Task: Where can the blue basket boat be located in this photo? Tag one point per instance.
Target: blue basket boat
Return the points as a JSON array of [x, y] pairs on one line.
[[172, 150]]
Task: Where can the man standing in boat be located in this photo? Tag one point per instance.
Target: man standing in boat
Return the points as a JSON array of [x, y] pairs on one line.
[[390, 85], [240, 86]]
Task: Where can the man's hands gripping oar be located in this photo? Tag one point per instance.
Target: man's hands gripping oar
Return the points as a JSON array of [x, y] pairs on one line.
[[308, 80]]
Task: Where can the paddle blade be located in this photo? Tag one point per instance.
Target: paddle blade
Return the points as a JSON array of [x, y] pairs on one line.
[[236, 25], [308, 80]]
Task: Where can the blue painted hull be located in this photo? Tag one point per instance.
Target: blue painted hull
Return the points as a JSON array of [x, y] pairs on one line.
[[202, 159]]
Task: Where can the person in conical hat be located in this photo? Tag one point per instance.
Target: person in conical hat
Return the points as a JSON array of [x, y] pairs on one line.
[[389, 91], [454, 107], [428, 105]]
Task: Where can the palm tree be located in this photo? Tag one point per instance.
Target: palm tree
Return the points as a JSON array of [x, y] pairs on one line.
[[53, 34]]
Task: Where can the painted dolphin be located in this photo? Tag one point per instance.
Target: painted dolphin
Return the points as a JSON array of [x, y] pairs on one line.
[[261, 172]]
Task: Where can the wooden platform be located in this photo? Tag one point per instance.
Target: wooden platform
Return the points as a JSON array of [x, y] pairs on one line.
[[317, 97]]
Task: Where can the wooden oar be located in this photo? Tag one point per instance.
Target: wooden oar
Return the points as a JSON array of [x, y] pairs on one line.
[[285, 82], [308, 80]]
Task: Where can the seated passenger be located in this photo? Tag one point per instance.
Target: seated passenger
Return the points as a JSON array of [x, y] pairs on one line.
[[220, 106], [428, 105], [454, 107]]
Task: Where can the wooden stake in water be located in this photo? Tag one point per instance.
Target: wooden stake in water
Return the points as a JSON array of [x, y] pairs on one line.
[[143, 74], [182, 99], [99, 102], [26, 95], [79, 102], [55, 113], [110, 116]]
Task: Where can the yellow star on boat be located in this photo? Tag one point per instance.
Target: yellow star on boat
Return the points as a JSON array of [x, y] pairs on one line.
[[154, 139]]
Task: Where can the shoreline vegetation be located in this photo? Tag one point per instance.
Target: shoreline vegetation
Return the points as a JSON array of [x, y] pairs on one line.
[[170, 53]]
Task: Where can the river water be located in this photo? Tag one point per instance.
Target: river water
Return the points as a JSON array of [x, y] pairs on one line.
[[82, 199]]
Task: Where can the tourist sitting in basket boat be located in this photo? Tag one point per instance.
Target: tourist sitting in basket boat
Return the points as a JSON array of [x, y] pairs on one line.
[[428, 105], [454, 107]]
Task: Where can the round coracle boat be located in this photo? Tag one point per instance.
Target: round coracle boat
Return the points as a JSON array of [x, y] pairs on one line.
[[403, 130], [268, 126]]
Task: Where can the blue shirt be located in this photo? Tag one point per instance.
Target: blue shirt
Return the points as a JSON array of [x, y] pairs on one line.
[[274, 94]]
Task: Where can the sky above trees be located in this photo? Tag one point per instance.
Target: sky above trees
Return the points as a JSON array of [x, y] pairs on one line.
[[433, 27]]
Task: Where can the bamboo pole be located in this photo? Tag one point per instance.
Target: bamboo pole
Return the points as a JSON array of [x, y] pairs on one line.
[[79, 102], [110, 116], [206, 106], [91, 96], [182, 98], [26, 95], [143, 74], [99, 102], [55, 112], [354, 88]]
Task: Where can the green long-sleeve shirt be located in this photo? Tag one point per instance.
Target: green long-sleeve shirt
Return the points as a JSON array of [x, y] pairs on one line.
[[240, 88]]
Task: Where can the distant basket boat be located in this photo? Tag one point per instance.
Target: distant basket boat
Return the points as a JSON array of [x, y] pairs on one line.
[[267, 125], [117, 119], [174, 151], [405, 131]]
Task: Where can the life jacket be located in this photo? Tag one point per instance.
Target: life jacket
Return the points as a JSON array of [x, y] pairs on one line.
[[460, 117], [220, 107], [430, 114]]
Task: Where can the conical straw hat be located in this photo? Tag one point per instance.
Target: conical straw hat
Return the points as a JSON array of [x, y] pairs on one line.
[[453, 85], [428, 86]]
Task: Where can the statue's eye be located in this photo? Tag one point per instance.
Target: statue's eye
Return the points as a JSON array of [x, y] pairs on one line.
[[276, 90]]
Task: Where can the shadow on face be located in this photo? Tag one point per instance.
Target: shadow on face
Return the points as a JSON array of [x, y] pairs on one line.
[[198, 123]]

__Requirement__
Format the lines above as a JSON list of strings, one string per line, omitting blank lines.

__Reply__
[
  "Task: Where can the blue basket boat be located in this photo? Tag one point per instance.",
  "Target: blue basket boat",
  "Return the points as a JSON array of [x, y] pairs on one line.",
  "[[172, 150]]",
  "Task: Where can the man standing in boat be located in this photo? Tag one point per instance.",
  "Target: man standing in boat",
  "Return the points as a JSON array of [x, y] pairs on one line.",
  "[[390, 85], [240, 86]]",
  "Task: Where can the man's hands gripping oar be located in this photo? Tag one point per instance.",
  "Target: man's hands gripping oar",
  "Return the points as a JSON array of [x, y] pairs on one line.",
  "[[308, 80]]",
  "Task: Where can the paddle blade be located in this photo? Tag one point per instance.",
  "Target: paddle blade",
  "Return the points as a JSON array of [x, y] pairs on one line.",
  "[[236, 25], [308, 80]]",
  "Task: Where can the blue painted hull be located in this photo? Tag one point per instance.",
  "Target: blue painted hull",
  "Return the points as a JSON array of [x, y] pairs on one line.",
  "[[202, 159]]",
  "Task: Where can the person in conical hat be located in this photo? Tag one point per instance.",
  "Target: person in conical hat",
  "Return the points as a JSON array of [x, y] pairs on one line.",
  "[[389, 91], [454, 107], [428, 105]]",
  "Task: Where can the palm tree be located in this photo? Tag one point per instance.",
  "Target: palm tree",
  "Return the points as a JSON array of [x, y] pairs on one line.",
  "[[53, 34]]",
  "Task: Where can the painted dolphin be located in this photo? Tag one point per instance.",
  "Target: painted dolphin",
  "Return the points as a JSON array of [x, y] pairs on one line.",
  "[[261, 172]]",
  "Task: Where can the wooden platform be located in this photo? Tag one point per instance.",
  "Target: wooden platform",
  "Return the points as a JSON array of [x, y] pairs on one line.",
  "[[317, 97]]",
  "Task: Where can the wooden oar be located in this photo? Tag one point per instance.",
  "Target: wooden oar",
  "Return the points as a JSON array of [x, y] pairs on one line.",
  "[[285, 82], [308, 80]]",
  "Task: Where can the seated passenger be located in this photo? Tag one point per instance.",
  "Target: seated passenger",
  "Return the points as a JSON array of [x, y] pairs on one line.",
  "[[220, 106], [428, 105], [454, 107]]",
  "Task: Where can the wooden stake in water be located in this photo? Tag one point per instance.",
  "Target: wooden stake in water",
  "Return the points as a JSON array of [x, y] pairs on one line.",
  "[[143, 74], [182, 99], [99, 102], [26, 95], [79, 102], [55, 113], [110, 116]]",
  "Task: Where can the yellow star on boat be located in this photo? Tag one point per instance.",
  "Target: yellow star on boat",
  "Return the points as a JSON array of [x, y] pairs on one line.",
  "[[154, 139]]",
  "Task: Where can the shoreline vegetation be located in this photo? Tag one point per instance.",
  "Target: shoreline vegetation",
  "Return the points as a JSON array of [x, y] pairs on one line.",
  "[[170, 53]]",
  "Task: Where can the river water be located in this photo? Tag one point per instance.",
  "Target: river water",
  "Return the points as a JSON array of [x, y] pairs on one line.",
  "[[82, 199]]",
  "Task: Where can the tourist sitting in basket boat be located in this photo? Tag one point per instance.",
  "Target: tourist sitting in basket boat",
  "Return the points as a JSON array of [x, y] pairs on one line.",
  "[[428, 105], [454, 107]]",
  "Task: Where can the round coracle boat be located in this photo? Tag one point per instance.",
  "Target: round coracle boat",
  "Return the points as a JSON array of [x, y] pairs on one line.",
  "[[403, 130], [268, 126]]",
  "Task: Where can the blue shirt be located in this photo? Tag one point per instance.",
  "Target: blue shirt",
  "Return the points as a JSON array of [x, y] pairs on one line.",
  "[[274, 94]]",
  "Task: Where can the sky above trees be located in this photo? Tag one point per instance.",
  "Target: sky above trees",
  "Return the points as a JSON array of [x, y] pairs on one line.",
  "[[433, 27]]",
  "Task: Where can the bamboo pole be located in this photo? Tag one point per instance.",
  "Target: bamboo pole",
  "Return the points as a JSON array of [x, y] pairs on one line.",
  "[[79, 102], [110, 116], [206, 106], [91, 96], [182, 98], [26, 95], [143, 74], [99, 102], [55, 112], [354, 88]]",
  "Task: Where can the green long-sleeve shirt be located in this photo? Tag one point per instance.",
  "Target: green long-sleeve shirt",
  "Return the points as a JSON array of [x, y] pairs on one line.",
  "[[240, 88]]",
  "Task: Where can the distant basket boat be located in this photo? Tag one point per instance.",
  "Target: distant basket boat",
  "Return the points as a JSON array of [x, y] pairs on one line.",
  "[[267, 125], [117, 119], [174, 151], [405, 131]]",
  "Task: Where can the life jacket be located in this photo? Tag one point per instance.",
  "Target: life jacket",
  "Return the points as a JSON array of [x, y] pairs on one line.",
  "[[460, 117], [220, 107], [430, 114]]",
  "Task: Where can the conical straw hat be located in this photo? Tag one point per instance.",
  "Target: conical straw hat",
  "Return the points as a JSON array of [x, y] pairs on one line.",
  "[[453, 85], [428, 86]]",
  "Task: Where can the statue's eye be located in this photo? Tag one point per instance.",
  "Target: statue's eye",
  "Return the points as a JSON array of [x, y] pairs on one line.",
  "[[276, 90]]",
  "Task: Where can the shadow on face be located in this photo? Tag one point per instance.",
  "Target: shadow on face",
  "Return the points as a JSON array of [x, y] pairs on one line.",
  "[[198, 123]]"
]